## Your task
Switch "audience head" to "spectator head" in the material below, and give back only the lines from the one containing "task: outline the audience head" up to and including the one containing "234], [209, 217]]", with everything else left unchanged.

=== Material for this task ===

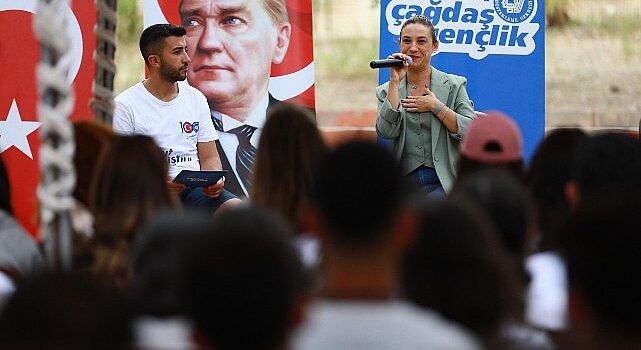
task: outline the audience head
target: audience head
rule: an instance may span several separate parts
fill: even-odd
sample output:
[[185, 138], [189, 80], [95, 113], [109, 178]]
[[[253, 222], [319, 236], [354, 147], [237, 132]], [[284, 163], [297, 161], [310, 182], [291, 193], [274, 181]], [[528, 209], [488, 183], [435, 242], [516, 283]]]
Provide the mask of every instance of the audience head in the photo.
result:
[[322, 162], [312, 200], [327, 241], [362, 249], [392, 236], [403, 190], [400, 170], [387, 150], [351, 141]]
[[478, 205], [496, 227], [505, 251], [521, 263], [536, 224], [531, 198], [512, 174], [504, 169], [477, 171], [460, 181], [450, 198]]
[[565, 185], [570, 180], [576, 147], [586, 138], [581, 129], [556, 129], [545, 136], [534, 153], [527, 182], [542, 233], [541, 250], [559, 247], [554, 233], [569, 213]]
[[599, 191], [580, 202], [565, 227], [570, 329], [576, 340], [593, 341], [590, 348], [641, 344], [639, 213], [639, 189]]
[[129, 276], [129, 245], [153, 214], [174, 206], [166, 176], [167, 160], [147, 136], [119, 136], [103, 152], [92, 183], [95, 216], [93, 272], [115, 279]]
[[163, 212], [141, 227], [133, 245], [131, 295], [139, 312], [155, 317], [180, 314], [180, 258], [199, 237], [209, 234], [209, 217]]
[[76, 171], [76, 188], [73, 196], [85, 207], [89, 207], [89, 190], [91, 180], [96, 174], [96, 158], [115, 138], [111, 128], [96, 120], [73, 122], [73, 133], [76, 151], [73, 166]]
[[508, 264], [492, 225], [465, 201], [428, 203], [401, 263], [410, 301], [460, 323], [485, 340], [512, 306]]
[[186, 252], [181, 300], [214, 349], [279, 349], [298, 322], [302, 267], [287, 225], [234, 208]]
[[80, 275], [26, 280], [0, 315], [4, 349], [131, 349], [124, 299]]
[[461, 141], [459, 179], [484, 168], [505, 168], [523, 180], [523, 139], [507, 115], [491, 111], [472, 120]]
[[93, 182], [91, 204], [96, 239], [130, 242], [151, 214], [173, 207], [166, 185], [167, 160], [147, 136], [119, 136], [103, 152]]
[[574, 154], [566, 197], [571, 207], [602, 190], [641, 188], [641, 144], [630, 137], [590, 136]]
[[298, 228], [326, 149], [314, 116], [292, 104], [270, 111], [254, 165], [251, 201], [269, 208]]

===
=== Material for this task ===

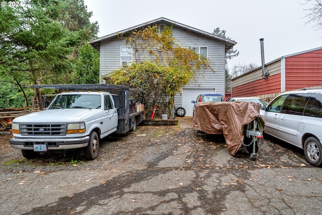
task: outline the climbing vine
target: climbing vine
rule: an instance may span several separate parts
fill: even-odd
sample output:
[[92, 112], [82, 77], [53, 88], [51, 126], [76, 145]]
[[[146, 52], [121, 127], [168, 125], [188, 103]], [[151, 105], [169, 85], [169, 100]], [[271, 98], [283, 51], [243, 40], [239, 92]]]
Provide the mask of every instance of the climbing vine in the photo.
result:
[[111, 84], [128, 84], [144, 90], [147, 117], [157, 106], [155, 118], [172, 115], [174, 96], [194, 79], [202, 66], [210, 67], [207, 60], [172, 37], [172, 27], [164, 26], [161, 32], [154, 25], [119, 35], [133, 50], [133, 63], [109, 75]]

===

## Solution to the exercise
task: outline the spectator head
target: spectator head
rule: an instance may span several separate parts
fill: even-odd
sample output:
[[185, 138], [189, 80], [95, 113], [109, 178]]
[[[253, 222], [319, 236], [354, 147], [237, 132]], [[284, 163], [297, 161], [310, 182], [291, 193], [274, 181]], [[528, 209], [488, 183], [435, 242], [516, 283]]]
Provide the mask of every instance of the spectator head in the photo.
result:
[[322, 162], [312, 200], [327, 241], [362, 249], [392, 236], [403, 190], [400, 170], [387, 150], [351, 141]]
[[478, 205], [496, 227], [505, 251], [521, 263], [536, 224], [531, 198], [512, 174], [504, 169], [477, 171], [460, 181], [450, 198]]
[[565, 185], [570, 180], [576, 147], [586, 138], [581, 129], [556, 129], [545, 136], [534, 153], [527, 182], [542, 233], [541, 250], [559, 247], [554, 233], [569, 213]]
[[599, 191], [580, 202], [565, 227], [570, 329], [576, 340], [593, 341], [590, 348], [641, 344], [639, 213], [639, 189]]
[[129, 276], [129, 245], [153, 214], [174, 206], [166, 176], [167, 160], [147, 136], [119, 136], [103, 152], [92, 183], [95, 216], [93, 272], [115, 279]]
[[163, 212], [141, 227], [133, 245], [131, 295], [139, 312], [155, 317], [180, 314], [180, 258], [199, 237], [209, 234], [209, 217]]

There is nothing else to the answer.